BEGIN Data extract

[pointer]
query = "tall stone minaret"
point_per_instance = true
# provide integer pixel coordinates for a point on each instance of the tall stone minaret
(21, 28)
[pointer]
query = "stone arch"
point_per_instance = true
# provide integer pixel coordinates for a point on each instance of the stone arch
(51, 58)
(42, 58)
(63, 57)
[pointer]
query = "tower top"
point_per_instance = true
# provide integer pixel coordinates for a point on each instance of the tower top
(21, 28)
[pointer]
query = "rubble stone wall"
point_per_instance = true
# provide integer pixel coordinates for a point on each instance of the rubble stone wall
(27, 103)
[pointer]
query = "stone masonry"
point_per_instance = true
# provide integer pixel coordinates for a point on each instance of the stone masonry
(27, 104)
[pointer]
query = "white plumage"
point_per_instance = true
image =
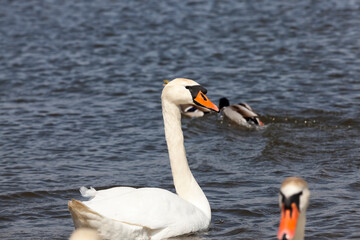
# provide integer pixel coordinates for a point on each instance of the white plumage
(153, 213)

END Data extract

▶ _What this task involves_: Copy every record exactly, leaving the pictures out.

▶ _Reply_:
[pointer]
query = "tall stone minaret"
point_per_instance = true
# provide integer pixel coordinates for a point on each instance of the tall stone minaret
(21, 28)
[pointer]
query = "stone arch"
point_per_instance = true
# provide integer pixel coordinates for a point on each instance of the stone arch
(51, 58)
(42, 58)
(63, 57)
[pointer]
query = "tower top"
point_per_instance = true
# provide integer pixel coordinates for a point on each instance of the tower top
(21, 28)
[pointer]
query = "rubble stone wall"
point_per_instance = true
# provide integer pixel coordinates for a point on each instance of the rubble stone wall
(27, 103)
[pointer]
query = "stone masonry"
point_per_instance = true
# provide integer pixel coordinates for a point on each instance of the stone masonry
(27, 104)
[pointer]
query = "white plumage"
point_per_instance = true
image =
# provide integer pixel coordinates for a point on each instance of the white plumage
(153, 213)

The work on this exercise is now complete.